● CONSIGNE
Citez mot pour mot le passage de la sélection d'albums qui va de « 04. GEE TEE, Grease » à « de la musique. ».

● EXTRAIT DE PAGE
04. GEE TEE, Grease Rot Chemical
Parce que des fois, tout ce dont on a besoin, c’est d’un bon vieux tube de punk KBD (Killed by death) pour boire des bières et faire la teuf avec les potes. Avec en bonus l’une des lignes de synthé les plus obsédantes de l’année.
05. Mystic 100’S, Windowpane
Personne ne l’attendait, enfin pas moi en tout cas : un nouvel album de Milk Music en 2023 ! Euh pardon, de Mystic 100’s, le nouveau patronyme de ces fumeurs de joints d’Olympia depuis au moins deux disques, sachant que le précédent datait de 2017. Ici, le groupe continue d’explorer son rock psychédélique du désert (on pense à Neil Young, à Blue Cheer, et à gober des champis mexicains autour d’un feu) avec un indéniable talent, et pour ne rien gâcher, avec l’attitude de ceux qui font leur truc dans leur coin, sans le moindre soucis pour l’industrie de la musique.
06. The Sheaves, Saturation Induction
Grosse surprise de l’année en ce qui me concerne : un groupe d’Arizona à la croisée du son des Shifters et de celui de Psychedelic Horseshit. Ou si vous préférez, de The Fall et des Electric Eels. Une sorte de post-punk chelou et d’apparence foutraque, qui devrait ravir les oreilles éduquées à ce genre de (subtil) boucan.

[Contenu enregistré d'une collection]
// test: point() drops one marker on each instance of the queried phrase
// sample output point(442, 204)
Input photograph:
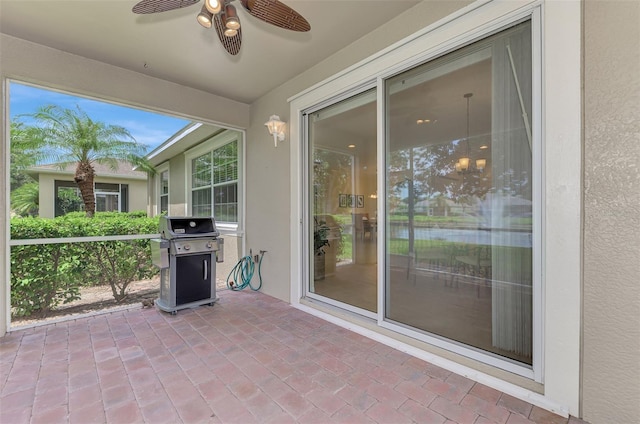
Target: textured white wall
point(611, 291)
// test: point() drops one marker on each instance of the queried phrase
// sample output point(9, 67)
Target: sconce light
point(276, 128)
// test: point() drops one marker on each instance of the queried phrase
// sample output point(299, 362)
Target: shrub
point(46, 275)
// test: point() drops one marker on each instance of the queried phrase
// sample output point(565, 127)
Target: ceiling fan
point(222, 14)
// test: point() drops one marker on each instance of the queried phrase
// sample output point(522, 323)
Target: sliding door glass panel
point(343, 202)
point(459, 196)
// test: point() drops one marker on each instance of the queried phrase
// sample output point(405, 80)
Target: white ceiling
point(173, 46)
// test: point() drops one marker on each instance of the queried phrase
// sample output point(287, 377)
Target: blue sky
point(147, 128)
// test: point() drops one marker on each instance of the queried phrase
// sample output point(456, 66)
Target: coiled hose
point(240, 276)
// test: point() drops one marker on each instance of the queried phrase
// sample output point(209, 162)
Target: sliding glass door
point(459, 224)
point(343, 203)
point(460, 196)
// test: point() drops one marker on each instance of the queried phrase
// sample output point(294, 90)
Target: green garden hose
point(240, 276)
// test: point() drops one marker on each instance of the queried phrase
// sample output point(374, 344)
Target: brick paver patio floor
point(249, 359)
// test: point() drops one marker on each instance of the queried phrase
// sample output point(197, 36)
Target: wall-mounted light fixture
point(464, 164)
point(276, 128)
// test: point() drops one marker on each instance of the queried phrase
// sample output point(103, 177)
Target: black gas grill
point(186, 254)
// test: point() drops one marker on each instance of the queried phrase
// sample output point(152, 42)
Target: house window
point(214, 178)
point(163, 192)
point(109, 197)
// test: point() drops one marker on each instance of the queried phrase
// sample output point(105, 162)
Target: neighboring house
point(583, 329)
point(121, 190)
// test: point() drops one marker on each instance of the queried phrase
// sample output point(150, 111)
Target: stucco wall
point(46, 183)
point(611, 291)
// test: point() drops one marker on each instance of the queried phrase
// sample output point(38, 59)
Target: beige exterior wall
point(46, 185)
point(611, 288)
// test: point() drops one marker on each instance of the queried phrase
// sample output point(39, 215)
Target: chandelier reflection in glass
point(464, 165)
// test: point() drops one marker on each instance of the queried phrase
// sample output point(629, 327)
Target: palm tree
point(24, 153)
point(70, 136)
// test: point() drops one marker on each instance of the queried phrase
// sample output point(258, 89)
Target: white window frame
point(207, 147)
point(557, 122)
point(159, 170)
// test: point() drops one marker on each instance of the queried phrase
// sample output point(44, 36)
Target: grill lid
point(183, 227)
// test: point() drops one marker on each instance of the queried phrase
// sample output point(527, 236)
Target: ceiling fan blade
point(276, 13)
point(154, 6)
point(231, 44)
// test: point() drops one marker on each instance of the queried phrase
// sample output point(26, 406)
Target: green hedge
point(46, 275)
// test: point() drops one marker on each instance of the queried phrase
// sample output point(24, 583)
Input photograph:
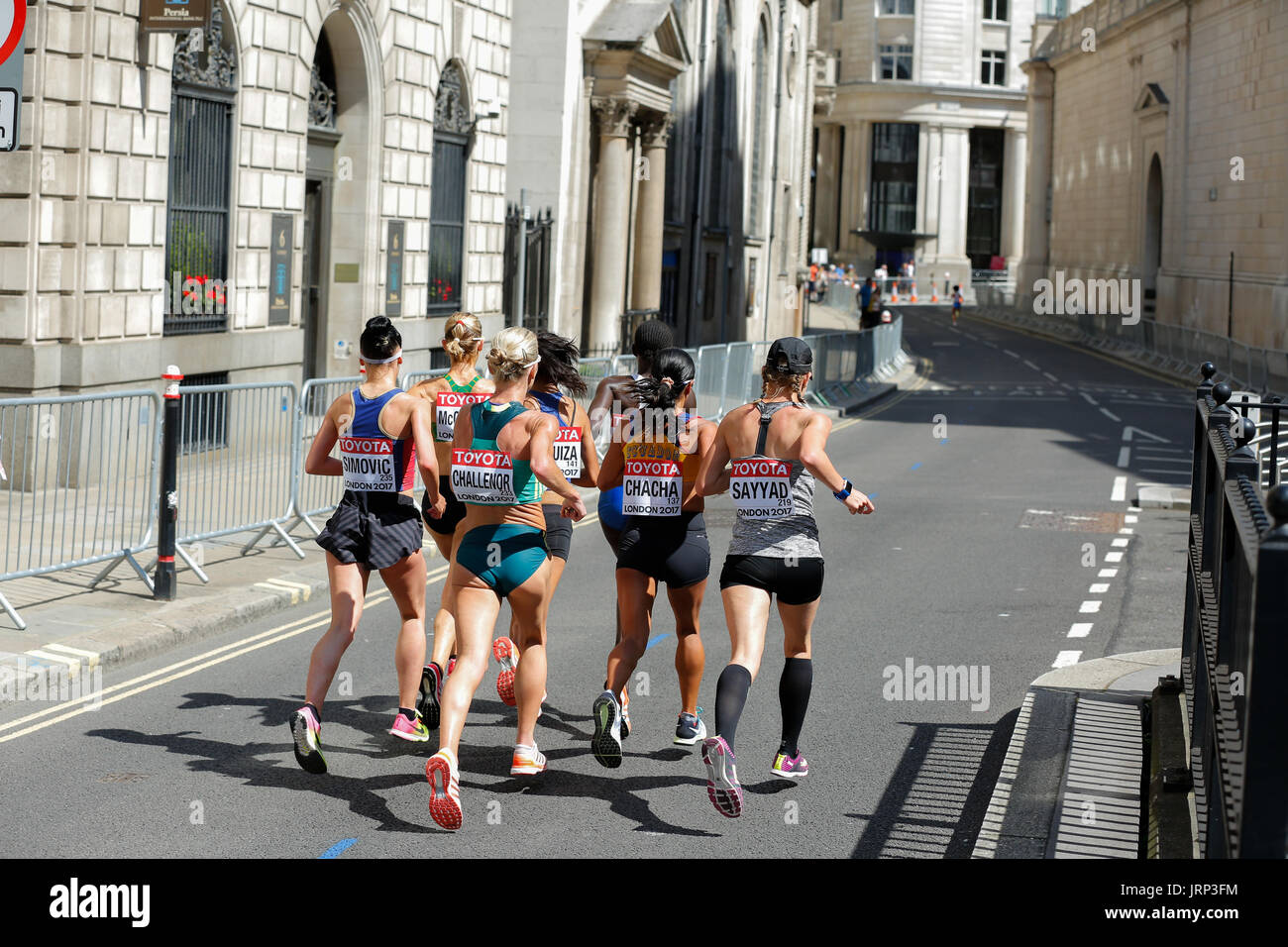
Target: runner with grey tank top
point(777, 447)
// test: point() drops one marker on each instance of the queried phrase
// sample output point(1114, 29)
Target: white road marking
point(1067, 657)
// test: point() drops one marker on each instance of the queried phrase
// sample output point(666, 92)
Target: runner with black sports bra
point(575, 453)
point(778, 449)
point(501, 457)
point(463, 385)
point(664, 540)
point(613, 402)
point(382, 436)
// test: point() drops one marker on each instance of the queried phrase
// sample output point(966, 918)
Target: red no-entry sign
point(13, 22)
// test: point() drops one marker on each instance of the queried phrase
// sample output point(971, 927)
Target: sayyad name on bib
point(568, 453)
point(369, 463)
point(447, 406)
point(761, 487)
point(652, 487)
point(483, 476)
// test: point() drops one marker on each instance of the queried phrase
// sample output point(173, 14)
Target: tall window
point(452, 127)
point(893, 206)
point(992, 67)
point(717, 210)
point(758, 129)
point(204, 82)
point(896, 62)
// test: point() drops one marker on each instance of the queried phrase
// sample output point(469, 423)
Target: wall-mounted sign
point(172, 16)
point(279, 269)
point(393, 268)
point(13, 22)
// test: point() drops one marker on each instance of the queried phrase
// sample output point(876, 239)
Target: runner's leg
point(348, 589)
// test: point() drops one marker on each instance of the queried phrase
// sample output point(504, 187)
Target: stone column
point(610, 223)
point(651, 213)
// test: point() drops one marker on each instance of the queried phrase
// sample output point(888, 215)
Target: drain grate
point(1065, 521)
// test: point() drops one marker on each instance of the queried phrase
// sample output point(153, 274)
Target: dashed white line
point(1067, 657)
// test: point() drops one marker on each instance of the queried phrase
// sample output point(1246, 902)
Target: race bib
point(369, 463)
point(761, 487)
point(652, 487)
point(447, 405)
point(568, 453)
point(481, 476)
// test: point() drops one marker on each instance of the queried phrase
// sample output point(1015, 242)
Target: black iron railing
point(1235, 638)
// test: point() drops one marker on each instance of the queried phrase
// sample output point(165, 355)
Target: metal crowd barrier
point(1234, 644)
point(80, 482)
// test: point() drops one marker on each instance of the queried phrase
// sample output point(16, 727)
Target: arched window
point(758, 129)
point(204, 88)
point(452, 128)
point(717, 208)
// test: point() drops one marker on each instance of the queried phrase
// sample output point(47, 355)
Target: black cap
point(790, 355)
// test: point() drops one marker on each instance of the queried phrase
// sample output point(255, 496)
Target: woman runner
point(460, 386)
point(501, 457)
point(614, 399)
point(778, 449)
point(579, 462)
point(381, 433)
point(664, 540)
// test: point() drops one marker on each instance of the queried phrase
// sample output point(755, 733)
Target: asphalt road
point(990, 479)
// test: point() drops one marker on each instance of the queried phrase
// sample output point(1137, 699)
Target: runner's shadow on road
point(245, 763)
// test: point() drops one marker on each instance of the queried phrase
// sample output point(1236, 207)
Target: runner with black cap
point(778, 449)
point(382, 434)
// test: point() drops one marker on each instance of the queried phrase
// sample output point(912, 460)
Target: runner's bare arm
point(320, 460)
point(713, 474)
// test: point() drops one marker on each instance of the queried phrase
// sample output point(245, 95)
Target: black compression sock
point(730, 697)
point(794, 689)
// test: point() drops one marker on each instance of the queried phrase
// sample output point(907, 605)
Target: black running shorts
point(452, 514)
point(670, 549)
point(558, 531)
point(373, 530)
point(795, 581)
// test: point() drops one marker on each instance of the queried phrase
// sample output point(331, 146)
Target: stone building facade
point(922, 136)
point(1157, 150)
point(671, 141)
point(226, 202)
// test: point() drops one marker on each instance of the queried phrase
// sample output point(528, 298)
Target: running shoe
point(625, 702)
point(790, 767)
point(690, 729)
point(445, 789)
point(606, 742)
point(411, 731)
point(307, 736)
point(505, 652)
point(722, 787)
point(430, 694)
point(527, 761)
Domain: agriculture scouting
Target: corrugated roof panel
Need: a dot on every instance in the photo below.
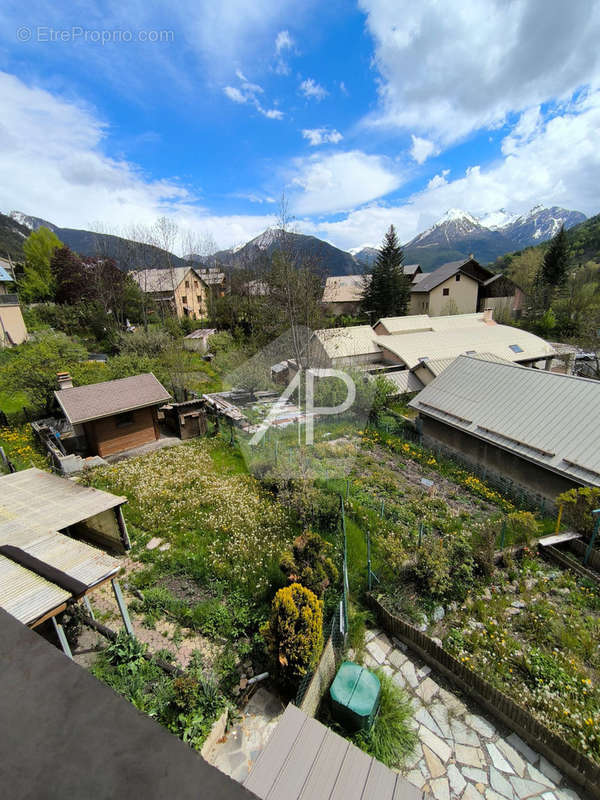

● PRODUCTION ATTENDUE
04. GEE TEE, Grease Rot Chemical
Parce que des fois, tout ce dont on a besoin, c’est d’un bon vieux tube de punk KBD (Killed by death) pour boire des bières et faire la teuf avec les potes. Avec en bonus l’une des lignes de synthé les plus obsédantes de l’année.
05. Mystic 100’S, Windowpane
Personne ne l’attendait, enfin pas moi en tout cas : un nouvel album de Milk Music en 2023 ! Euh pardon, de Mystic 100’s, le nouveau patronyme de ces fumeurs de joints d’Olympia depuis au moins deux disques, sachant que le précédent datait de 2017. Ici, le groupe continue d’explorer son rock psychédélique du désert (on pense à Neil Young, à Blue Cheer, et à gober des champis mexicains autour d’un feu) avec un indéniable talent, et pour ne rien gâcher, avec l’attitude de ceux qui font leur truc dans leur coin, sans le moindre soucis pour l’industrie de la musique.